## Task prompt
Each entry is to be retyped exactly as it stands.

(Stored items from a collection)
::::::::

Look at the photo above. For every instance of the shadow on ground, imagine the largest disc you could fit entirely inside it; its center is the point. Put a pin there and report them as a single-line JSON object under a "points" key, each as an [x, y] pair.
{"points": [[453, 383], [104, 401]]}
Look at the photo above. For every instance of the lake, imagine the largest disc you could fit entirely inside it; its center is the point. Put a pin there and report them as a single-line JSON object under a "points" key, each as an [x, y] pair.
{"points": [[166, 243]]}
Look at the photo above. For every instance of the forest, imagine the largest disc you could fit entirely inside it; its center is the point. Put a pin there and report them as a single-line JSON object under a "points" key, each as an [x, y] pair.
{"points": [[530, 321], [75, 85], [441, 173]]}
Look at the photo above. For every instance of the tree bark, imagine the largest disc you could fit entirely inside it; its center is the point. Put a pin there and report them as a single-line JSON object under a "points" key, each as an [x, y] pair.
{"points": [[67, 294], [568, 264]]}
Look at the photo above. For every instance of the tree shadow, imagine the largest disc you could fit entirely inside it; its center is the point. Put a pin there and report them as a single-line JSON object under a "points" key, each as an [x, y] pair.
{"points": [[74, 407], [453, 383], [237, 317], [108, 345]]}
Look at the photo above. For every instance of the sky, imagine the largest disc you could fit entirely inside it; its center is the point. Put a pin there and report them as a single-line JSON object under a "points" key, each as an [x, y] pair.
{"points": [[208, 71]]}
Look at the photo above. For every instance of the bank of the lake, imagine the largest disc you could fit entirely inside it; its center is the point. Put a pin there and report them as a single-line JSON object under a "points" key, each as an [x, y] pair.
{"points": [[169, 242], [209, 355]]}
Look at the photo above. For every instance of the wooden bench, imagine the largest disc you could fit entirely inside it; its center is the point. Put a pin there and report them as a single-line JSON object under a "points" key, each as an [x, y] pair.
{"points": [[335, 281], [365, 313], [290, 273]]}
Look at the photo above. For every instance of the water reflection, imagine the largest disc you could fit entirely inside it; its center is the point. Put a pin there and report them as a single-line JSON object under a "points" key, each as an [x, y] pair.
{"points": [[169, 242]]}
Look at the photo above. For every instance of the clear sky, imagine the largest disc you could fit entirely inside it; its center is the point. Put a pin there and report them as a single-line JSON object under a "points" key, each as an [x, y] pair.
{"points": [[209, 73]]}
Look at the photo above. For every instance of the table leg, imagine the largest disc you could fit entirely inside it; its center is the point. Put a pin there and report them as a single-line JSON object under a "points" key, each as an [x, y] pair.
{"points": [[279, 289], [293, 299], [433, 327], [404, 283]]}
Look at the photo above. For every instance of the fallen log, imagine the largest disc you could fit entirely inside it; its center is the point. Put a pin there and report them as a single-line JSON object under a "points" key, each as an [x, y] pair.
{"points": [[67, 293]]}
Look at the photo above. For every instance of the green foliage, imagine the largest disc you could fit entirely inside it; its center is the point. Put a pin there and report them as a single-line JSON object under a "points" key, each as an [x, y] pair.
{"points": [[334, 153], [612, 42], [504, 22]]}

::::::::

## Expected output
Look at the photo above. For every instance of the shadow on ground, imagine the largest disc you could fit entirely inside it; its center is the point. Put a pin there and report them as a single-line JSON object under a "points" key, each as an [x, y] pair.
{"points": [[453, 383], [104, 401]]}
Look at the photo above. For every instance of the lake, imagine the largest disc you could fit entirely inside it; its center is the point. Put a pin there and report them as a single-line JSON object under a "points" key, each as an [x, y] pair.
{"points": [[166, 243]]}
Look at the photo above. For every instance of the forest, imagine the largest disc you could fit entirely inside it; its center is the point. Put a pin there and report them as a single-line JSON object under a "points" key, each as an [x, y] pair.
{"points": [[530, 321], [75, 85], [441, 173]]}
Look at the photo above. For every instance of the tree bark, imagine the largest disc you could fit entirely inside it; its center is the point. Put a pin there and report them as a single-line JSON object under a "points" key, each as an [x, y] pair.
{"points": [[67, 294], [568, 264]]}
Look at the photo above. For every instance of the tree shadow, imagine the largest disc you could fit entirely inside it; its center is the point. Put a pin there and report them as a single-line JSON object under a "points" key, each as an [x, y] pair.
{"points": [[74, 407], [453, 383], [237, 317], [108, 345]]}
Look at the photo above. For every instance of the sky, imagine the largest disc you could fit entirely inside it; its center is the point. Put a pin there and report them as a single-line JSON object under a "points" key, each as an [x, y] pair.
{"points": [[208, 71]]}
Look at the photo above. For every instance of the bank of the lake, imagine the largest disc you could fit entirely inside it; its center is the point. Put a pin there and report them as a single-line JSON object under a "points" key, each as an [x, y] pair.
{"points": [[169, 242], [209, 355]]}
Look at the photo above. For every instance of the wooden bench, imagine the largest disc you could fit entirely inside it; its center is the point. Put a pin there and report them as a single-line JSON object under a "points" key, each as an [x, y] pair.
{"points": [[335, 281], [365, 313], [290, 273]]}
Look at the photo above. For every instance of the water reflection, imagine the largest disc you could fit entirely inside it; its center is the point. Put a pin there and report them as a single-line JSON object under a "points" key, each as an [x, y] pair.
{"points": [[169, 242]]}
Look at the photo above. For every instance of the clear sky, imagine the largest disc you could fit entirely inside it; its center is the point. Put a pin there and report them as a single-line JSON object under a "points" key, each as an [x, y] pair.
{"points": [[209, 73]]}
Look at the photo above. For every instance of the table leg, imagine the largest disc you could fit entirely inside it; its center is the point. Put a pin there and report them as a single-line JSON object under a "points" key, each as an [x, y] pair.
{"points": [[279, 289], [293, 299], [433, 327], [404, 283]]}
Look at the photo above. For every instance of the fallen log, imagine the largest disc you could fit entirely inside it; its center is the point. Put a pin there and report them as a single-line JSON object under a "points" key, each as an [x, y] pair.
{"points": [[67, 293]]}
Look at the photo above. For every instance of the green foliage, imagine the largest disc you could fit entirely inside it; its center is the point. Put a pin there and report them as a single-line JSON object under a "points" key, each as an [x, y] pair.
{"points": [[334, 153], [612, 42], [504, 22]]}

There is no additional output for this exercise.